» What you are asked to do
Could you update the entries from the line containing "TARGET = side table" through the end of the entries, replacing "fallen branch" with "broken branch" and leaving everything else as it is?
#### Available records ####
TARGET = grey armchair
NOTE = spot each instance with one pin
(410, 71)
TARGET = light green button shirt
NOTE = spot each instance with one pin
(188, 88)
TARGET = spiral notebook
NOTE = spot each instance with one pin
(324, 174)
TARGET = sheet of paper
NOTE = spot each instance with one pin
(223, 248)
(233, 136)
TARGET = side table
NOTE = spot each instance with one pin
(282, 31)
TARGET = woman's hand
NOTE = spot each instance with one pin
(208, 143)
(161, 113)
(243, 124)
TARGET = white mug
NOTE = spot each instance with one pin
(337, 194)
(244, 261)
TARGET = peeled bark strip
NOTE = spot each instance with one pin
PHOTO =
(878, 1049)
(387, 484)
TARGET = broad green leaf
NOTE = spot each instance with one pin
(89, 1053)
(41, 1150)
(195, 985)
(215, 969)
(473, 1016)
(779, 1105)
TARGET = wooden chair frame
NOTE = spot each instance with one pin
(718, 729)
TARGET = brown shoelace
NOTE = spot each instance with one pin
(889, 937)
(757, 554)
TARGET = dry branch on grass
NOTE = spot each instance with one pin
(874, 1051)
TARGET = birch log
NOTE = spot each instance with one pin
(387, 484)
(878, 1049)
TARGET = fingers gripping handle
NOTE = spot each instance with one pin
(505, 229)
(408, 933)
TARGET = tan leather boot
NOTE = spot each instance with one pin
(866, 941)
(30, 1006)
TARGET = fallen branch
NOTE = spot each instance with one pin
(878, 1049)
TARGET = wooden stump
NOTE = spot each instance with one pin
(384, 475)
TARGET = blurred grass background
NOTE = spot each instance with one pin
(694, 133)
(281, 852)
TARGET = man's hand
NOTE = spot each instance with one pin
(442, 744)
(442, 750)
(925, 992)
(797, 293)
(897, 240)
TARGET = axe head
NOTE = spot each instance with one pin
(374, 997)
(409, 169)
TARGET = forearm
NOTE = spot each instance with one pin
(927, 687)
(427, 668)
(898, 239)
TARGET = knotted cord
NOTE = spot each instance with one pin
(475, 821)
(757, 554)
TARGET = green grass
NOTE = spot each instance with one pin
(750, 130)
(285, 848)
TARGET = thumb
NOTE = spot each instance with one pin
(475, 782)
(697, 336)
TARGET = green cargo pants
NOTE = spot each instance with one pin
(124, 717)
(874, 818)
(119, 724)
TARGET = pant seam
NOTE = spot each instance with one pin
####
» The response
TARGET = side table
NOTE = spot each instance with one pin
(282, 31)
TARGET = woman's hand
NOTE = spot each instance with one pin
(208, 143)
(161, 113)
(243, 124)
TARGET = white mug
NOTE = spot each instance with one pin
(337, 194)
(244, 261)
TARGET = peeled bark strip
NOTE = spot each instance with one pin
PHOTO =
(878, 1049)
(387, 484)
TARGET = broad green leaf
NOTE = spot each instance with one pin
(89, 1053)
(41, 1150)
(195, 985)
(215, 969)
(473, 1016)
(779, 1105)
TARGET = wooden chair frame
NOTE = spot each instance with one pin
(718, 729)
TARGET = brown shoelace
NOTE = spot each instance with one pin
(889, 937)
(757, 554)
TARGET = dry branch on grass
NOTE = spot each instance with one pin
(874, 1051)
TARGET = birch log
NOTE = spot each instance with one pin
(387, 484)
(878, 1049)
TARGET = fingers gripping handle
NOTE = spot each instance with one pin
(505, 229)
(408, 933)
TARGET = tan leather boot
NOTE = spot each instance with one pin
(866, 941)
(30, 1006)
TARGET = broken branch
NOTE = spot each instance with one pin
(878, 1049)
TARGET = wooden stump
NOTE = spot each instance with one pin
(384, 475)
TARGET = blurred grass background
NOTE = spot each instance with one pin
(694, 133)
(281, 852)
TARGET = man's hand
NOTE = spot each instance with one pin
(442, 744)
(442, 750)
(925, 992)
(797, 293)
(897, 240)
TARGET = axe head
NOTE = spot each instance with one pin
(374, 997)
(409, 169)
TARGET = forearm
NOTE = spot each instance with one pin
(927, 687)
(427, 668)
(898, 239)
TARGET = knotted cord
NOTE = spot each instance with one pin
(475, 821)
(757, 554)
TARGET = green grass
NOTE = spot each instance with one pin
(750, 130)
(285, 848)
TARGET = thumb
NOTE = spot each instance with one pin
(475, 782)
(697, 336)
TARGET = green cargo pants
NOTE = spot each instance with one pin
(124, 717)
(874, 818)
(119, 724)
TARGET = pant seam
NOTE = spot each instance with one pin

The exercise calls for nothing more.